== TASK 1 ==
Answer these questions from the text on what to expect from GPT models.
(a) What name did MIT's Technology Review give GPT-3 and other large language models?
(b) Why is copying code easier for GPT than understanding human language?
(c) Who is named as OpenAI's CEO?
== TASK 2 ==
Retype the part of the text on GPT models from "Therefor, writing web-content" to "well with GPT-3.".

== DOCUMENT SECTION ==

==*==

What can we Expect from the GPT models?

Now that we better understand the architecture, and how GPT models are trained, we should also be able to better understand their inner-workings, behavior, and limitations.

To start, the GPT models just repeat statistical sequences of human language and other internet content to which they have been exposed during training. Using the right prompts, we can “guide” this process into a specific direction. Exactly for this reason, MIT’s Technology review named GPT-3 and other large-language models “Stochastic Parrots”.

GPT was never designed to stick only to the facts, it was also designed to be a creative text generator [6]. Using the “temperature” parameter and some of the other parameters such as Top P, Frequency Penalty or Presence Penalty, we do nothing more than changing the behavior of the statistical model that selects the most “probable” next word. Users can increase or decrease the level of creativity by modifying the decoding strategy. For instance, the higher the temperature, the more words will be considered likely by the algorithm and the more creative the output becomes: only due to changing the prediction mathematics!

GPT’s “Programming” skills are based on "copying" parts of code from open-source libraries. This is actually easier for GPT than understanding human language as computer code is less ambiguous. To humans it is exactly the other way around, this is probably why it impresses us so much.

“Calculus”: same story as programming, the internet is full of (simple) mathematical exercises with answers, so this too is primarily a matter of smart copying. Having said this, performance on both programming and calculus is very impressive, but not flawless: programs generated by GPT-3 do contain errors (including not following recent security best-practices), and the calculus output is not always perfect as well.

For the same reasons as above, GPT-3 skilled drafting of essays, rhyming poetry, raps, jokes, song lyrics, and short stories can be understood as a complicated process of (partly) copying what it has seen during training. But, the results often show signs of great creativity and the quality of the generated text is very good, not to be distinguished from humans.

Therefor, writing web-content to increase search-engine optimization, writing pitches for sales representatives [7], taglines for new products, or drafting a letter to congratulate a colleague with her promotion, all work well with GPT-3.

But, when factuality is required, we cannot always count on GPT-3's output. OpenAI actually warns for that too:

• Sam Altman, OpenAI’s CEO states on twitter: “It does know a lot, but the danger is that it is confident and wrong a significant fraction of the time”
• OpenAI warns for the risk of counter-factuals in their blog: “ChatGPT sometimes writes plausible-sounding but incorrect or nonsensical answers. Fixing this issue is challenging, as: (1) during RL training, there’s currently no source of truth; (2) training the model to be more cautious causes it to decline questions that it can answer correctly; and (3) supervised training misleads the model because the ideal answer depends on what the model knows, rather than what the human demonstrator knows.”

Here is what others say about GPT-3 and factuality:

• Julian Togelius, Associate Professor Department of Computer Science and Engineering Tandon School of Engineering New York University stated: “GPT-3 often performs like a clever student who has not done their reading, trying to bull$&^! their way through an exam. Some well-known facts, some half-truths, and some straight lies, strung together in what [at] first looks like a smooth narrative.”?I can definitely confirm this (both in GPT and in students’ answers ??).

When factuality is required, we should validate content generated by GPT using human efforts [8].

==*==

== INPUT DATA ==
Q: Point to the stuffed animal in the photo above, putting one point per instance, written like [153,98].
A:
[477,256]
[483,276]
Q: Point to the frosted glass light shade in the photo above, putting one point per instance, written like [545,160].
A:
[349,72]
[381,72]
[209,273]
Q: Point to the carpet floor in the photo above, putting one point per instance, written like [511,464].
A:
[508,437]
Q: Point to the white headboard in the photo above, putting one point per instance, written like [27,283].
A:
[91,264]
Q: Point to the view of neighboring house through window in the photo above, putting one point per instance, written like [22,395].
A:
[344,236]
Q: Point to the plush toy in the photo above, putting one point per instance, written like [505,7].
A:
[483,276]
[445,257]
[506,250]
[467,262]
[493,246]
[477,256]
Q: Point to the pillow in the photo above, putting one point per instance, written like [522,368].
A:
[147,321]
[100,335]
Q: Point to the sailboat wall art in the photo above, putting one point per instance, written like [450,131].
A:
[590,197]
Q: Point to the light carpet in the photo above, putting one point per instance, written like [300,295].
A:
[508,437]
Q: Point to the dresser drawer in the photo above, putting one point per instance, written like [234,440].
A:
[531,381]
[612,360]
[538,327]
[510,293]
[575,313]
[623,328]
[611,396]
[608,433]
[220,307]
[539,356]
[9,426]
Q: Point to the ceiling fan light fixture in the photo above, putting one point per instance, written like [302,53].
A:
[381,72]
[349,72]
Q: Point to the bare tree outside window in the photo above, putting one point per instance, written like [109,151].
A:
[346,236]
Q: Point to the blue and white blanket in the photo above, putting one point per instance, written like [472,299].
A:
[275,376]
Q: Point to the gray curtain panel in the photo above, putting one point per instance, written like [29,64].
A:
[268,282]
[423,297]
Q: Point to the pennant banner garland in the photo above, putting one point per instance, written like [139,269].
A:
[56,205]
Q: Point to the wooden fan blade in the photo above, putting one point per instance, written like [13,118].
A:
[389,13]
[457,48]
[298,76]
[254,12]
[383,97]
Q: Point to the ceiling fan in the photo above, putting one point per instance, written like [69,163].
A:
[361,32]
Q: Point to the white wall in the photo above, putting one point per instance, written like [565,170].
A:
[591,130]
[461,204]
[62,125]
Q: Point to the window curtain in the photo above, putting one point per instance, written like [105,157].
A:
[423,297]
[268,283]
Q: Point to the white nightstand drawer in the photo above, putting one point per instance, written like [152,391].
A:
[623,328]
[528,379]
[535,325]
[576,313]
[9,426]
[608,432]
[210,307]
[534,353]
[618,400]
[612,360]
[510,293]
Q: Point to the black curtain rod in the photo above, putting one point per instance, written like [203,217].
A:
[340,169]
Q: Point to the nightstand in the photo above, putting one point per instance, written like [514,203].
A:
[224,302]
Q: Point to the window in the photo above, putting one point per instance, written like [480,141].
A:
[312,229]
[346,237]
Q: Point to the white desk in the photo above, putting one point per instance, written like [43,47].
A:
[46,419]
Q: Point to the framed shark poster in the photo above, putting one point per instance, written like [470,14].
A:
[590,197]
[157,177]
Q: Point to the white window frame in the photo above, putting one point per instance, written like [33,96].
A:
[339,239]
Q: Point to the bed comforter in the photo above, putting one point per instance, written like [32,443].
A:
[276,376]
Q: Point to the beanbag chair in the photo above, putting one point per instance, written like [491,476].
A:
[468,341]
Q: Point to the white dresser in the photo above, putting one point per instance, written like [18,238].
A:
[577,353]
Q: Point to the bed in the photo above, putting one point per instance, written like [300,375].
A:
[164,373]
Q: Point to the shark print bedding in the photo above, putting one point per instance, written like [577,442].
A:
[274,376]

==*==

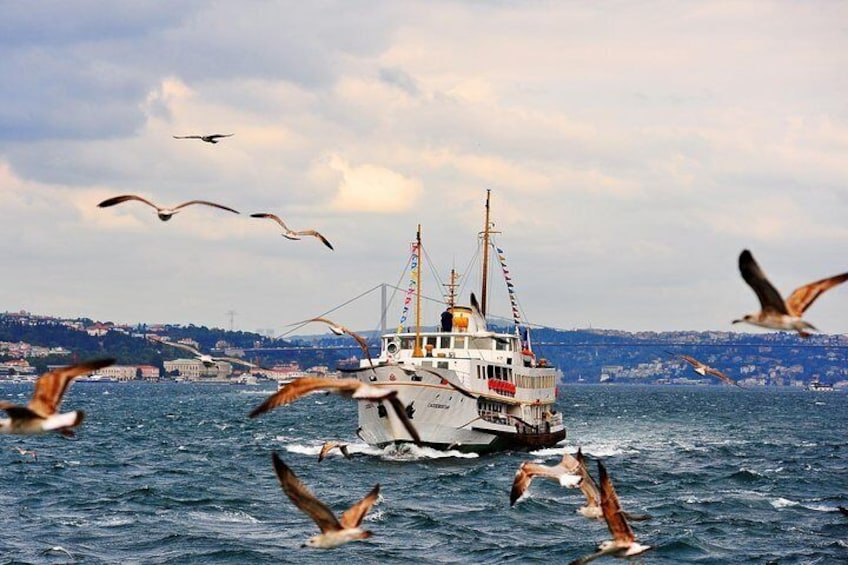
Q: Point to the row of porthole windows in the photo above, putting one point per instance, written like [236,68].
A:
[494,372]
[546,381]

==*==

== EXPECTED OUTPUT 1 ==
(a) "Stochastic Parrots"
(b) Computer code is less ambiguous.
(c) Sam Altman

== EXPECTED OUTPUT 2 ==
Therefor, writing web-content to increase search-engine optimization, writing pitches for sales representatives [7], taglines for new products, or drafting a letter to congratulate a colleague with her promotion, all work well with GPT-3.